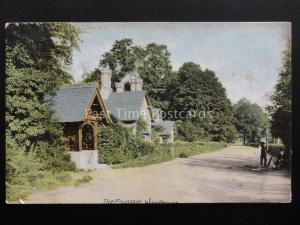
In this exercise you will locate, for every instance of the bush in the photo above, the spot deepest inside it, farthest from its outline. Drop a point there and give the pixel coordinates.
(118, 144)
(28, 171)
(188, 131)
(275, 149)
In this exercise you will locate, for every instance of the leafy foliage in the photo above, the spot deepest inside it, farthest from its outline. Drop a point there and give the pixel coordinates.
(152, 62)
(188, 131)
(141, 126)
(281, 108)
(37, 59)
(118, 144)
(250, 120)
(196, 91)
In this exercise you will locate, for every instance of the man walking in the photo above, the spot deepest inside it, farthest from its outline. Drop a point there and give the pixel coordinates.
(263, 155)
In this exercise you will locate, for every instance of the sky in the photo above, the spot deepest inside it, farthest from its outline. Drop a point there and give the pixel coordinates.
(246, 57)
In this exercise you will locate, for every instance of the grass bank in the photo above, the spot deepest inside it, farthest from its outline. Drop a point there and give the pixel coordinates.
(45, 180)
(181, 150)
════════════════════
> YOUR GOAL
Reproduce exactly the line containing "instance of the sky" and every line after it through the end of the records above, and nothing else.

> EXERCISE OUTPUT
In this exercise you will locate, for every instance of the sky in the photo above, the spot deepest inside it, farthest from its outline. Drop a point there and give the pixel coordinates.
(246, 57)
In this exercise you will locate, for every instance of the grass bank in the photo above, the spot deepest inside it, farthest from its outline. Drop a point there and give the pixel coordinates.
(45, 180)
(181, 150)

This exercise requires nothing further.